_AIM_
In the items below, switch every "matching" to "corresponding" and write the lines out again with nothing else changed. Leave the pictures out.
=== EXTRACTED DATA ===
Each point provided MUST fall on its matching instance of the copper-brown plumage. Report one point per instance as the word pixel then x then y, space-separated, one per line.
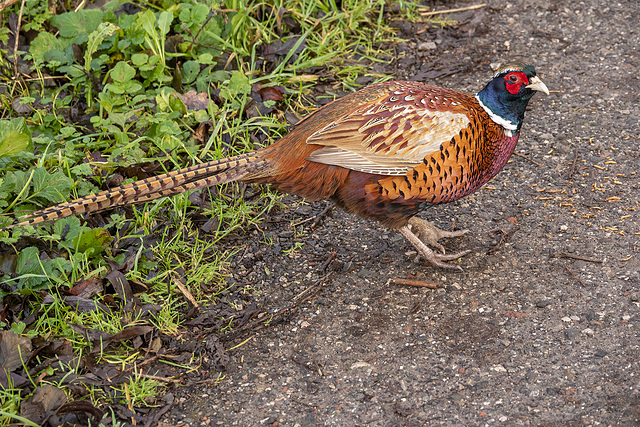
pixel 381 153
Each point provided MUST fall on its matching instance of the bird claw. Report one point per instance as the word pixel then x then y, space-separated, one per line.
pixel 430 234
pixel 422 232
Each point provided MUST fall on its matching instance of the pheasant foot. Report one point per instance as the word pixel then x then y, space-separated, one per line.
pixel 430 234
pixel 425 251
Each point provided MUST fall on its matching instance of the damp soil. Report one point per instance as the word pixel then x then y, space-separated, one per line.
pixel 542 325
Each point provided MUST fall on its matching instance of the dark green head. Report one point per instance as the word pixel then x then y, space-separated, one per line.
pixel 506 96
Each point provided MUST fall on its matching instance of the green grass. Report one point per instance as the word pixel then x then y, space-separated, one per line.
pixel 97 93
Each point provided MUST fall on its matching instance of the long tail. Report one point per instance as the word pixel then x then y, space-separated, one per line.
pixel 194 177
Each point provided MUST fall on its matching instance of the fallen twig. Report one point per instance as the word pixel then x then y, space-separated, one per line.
pixel 414 282
pixel 578 257
pixel 6 3
pixel 459 9
pixel 573 164
pixel 574 276
pixel 532 161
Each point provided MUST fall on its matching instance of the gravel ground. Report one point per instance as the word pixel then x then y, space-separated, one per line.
pixel 541 327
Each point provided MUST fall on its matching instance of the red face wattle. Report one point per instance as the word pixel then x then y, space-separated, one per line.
pixel 514 80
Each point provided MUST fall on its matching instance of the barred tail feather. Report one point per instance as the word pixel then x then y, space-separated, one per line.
pixel 194 177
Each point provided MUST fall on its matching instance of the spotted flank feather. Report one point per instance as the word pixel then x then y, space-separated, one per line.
pixel 382 153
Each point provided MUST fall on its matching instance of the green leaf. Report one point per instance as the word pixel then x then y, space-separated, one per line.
pixel 190 71
pixel 164 22
pixel 54 188
pixel 199 13
pixel 148 21
pixel 14 136
pixel 139 59
pixel 122 72
pixel 105 29
pixel 78 25
pixel 92 242
pixel 41 45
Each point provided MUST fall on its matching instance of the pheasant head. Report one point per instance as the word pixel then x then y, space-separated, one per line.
pixel 506 96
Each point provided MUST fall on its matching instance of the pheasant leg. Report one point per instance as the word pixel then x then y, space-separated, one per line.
pixel 430 234
pixel 425 251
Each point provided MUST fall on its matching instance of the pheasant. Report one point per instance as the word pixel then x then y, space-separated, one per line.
pixel 384 153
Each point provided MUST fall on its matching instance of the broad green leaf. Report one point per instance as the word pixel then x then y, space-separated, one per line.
pixel 148 21
pixel 54 188
pixel 139 59
pixel 78 25
pixel 14 143
pixel 190 70
pixel 122 72
pixel 199 13
pixel 92 242
pixel 14 136
pixel 41 45
pixel 105 29
pixel 164 22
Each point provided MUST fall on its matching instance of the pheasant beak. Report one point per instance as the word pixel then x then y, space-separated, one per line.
pixel 536 84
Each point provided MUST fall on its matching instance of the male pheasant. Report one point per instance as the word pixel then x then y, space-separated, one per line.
pixel 383 152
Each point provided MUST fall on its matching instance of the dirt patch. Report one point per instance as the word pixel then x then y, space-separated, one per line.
pixel 541 327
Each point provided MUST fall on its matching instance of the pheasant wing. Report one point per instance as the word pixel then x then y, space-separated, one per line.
===
_THE OUTPUT_
Each point provided MUST fall on its corresponding instance of the copper-brown plumage. Report one point per instance as the word pixel then x then y, space-separated, one per line.
pixel 381 153
Each point provided MUST fall on its corresponding instance of the bird claw. Report one point per instance as the word pixel then x then y, space-separated, one per line.
pixel 430 234
pixel 422 232
Each point provided MUST fall on its corresponding instance of the pheasant foot. Report one point per instance as the word pixel then x then y, space-separated, one per line.
pixel 430 234
pixel 425 251
Each point provided MUST fall on its corresponding instance of the damp soil. Report one point per instance as the word pixel then x then y, space-separated, one per line.
pixel 542 325
Each point provided MUST fall on its corresponding instance of the dark green head. Report one point per instance as the word pixel then x then y, space-separated, one per line.
pixel 506 96
Each point provided MUST fall on its corresponding instance of the green grass. Report one point per instance as the word pixel then x then y, space-separated, one per line.
pixel 97 93
Each point provided MUST fall on its corresponding instance of the long tail. Report one point per instance as the word pixel then x then y, space-separated, one per line.
pixel 194 177
Each point provided MUST fall on its corresponding instance of the fallen twig. Report one point per instance as the word pixel then x then y, space-separated, one per line.
pixel 414 282
pixel 578 257
pixel 6 3
pixel 459 9
pixel 573 164
pixel 574 276
pixel 532 161
Each point provided MUST fall on its corresponding instance of the gravel ground. Report one point per instance as the word pixel then x then y, space-separated, one per line.
pixel 541 327
Each point provided MUST fall on its corresponding instance of the red face wattle. Report one point per instance as the word pixel then x then y, space-separated, one per line.
pixel 514 80
Each point provided MUST fall on its corresponding instance of the barred tail feather. Report one point per instance as the word pixel then x then y, space-separated, one per line.
pixel 194 177
Each point provided MUST fall on its corresponding instance of the spotted flank feather. Report one point per instance as the word pixel then x then y, space-separated, one per line.
pixel 382 153
Each point provided MUST fall on its corresponding instance of the green leaf. Report one point per instance as the word pixel then x then y, space-separated, one per line.
pixel 190 71
pixel 164 22
pixel 54 188
pixel 199 13
pixel 148 21
pixel 14 136
pixel 139 59
pixel 122 72
pixel 105 29
pixel 78 25
pixel 92 242
pixel 41 45
Each point provided MUST fall on its corresponding instance of the pheasant head. Report one point per instance as the word pixel then x then y, space-separated, one per line.
pixel 506 96
Each point provided MUST fall on its corresponding instance of the pheasant leg. Report one point per instance as the word pixel then x then y, space-separated, one per line.
pixel 430 234
pixel 425 251
Each point provided MUST fall on its corresponding instance of the pheasant. Report one point per instance as the word pixel then x then y, space-separated, one per line.
pixel 384 153
Each point provided MUST fall on its corresponding instance of the broad green leaf. Report one point per instance as the word pixel then x then y, space-separated, one per line.
pixel 148 21
pixel 54 188
pixel 139 59
pixel 78 25
pixel 14 143
pixel 190 70
pixel 122 72
pixel 199 13
pixel 92 242
pixel 14 136
pixel 41 45
pixel 105 29
pixel 164 22
Each point provided MUST fall on its corresponding instance of the pheasant beak. Report one point per instance as the word pixel then x then y, space-separated, one per line.
pixel 536 84
Each point provided MUST fall on its corresponding instance of the male pheasant. Report one point per instance as the word pixel then x then y, space-separated, one per line.
pixel 383 152
Each point provided MUST fall on its corresponding instance of the dirt patch. Report one point per instance as the word pixel then x then y, space-separated, one per line.
pixel 541 327
Each point provided MUST fall on its corresponding instance of the pheasant wing. Report one point per instance as the word pixel then x then y, space-separated, one per line.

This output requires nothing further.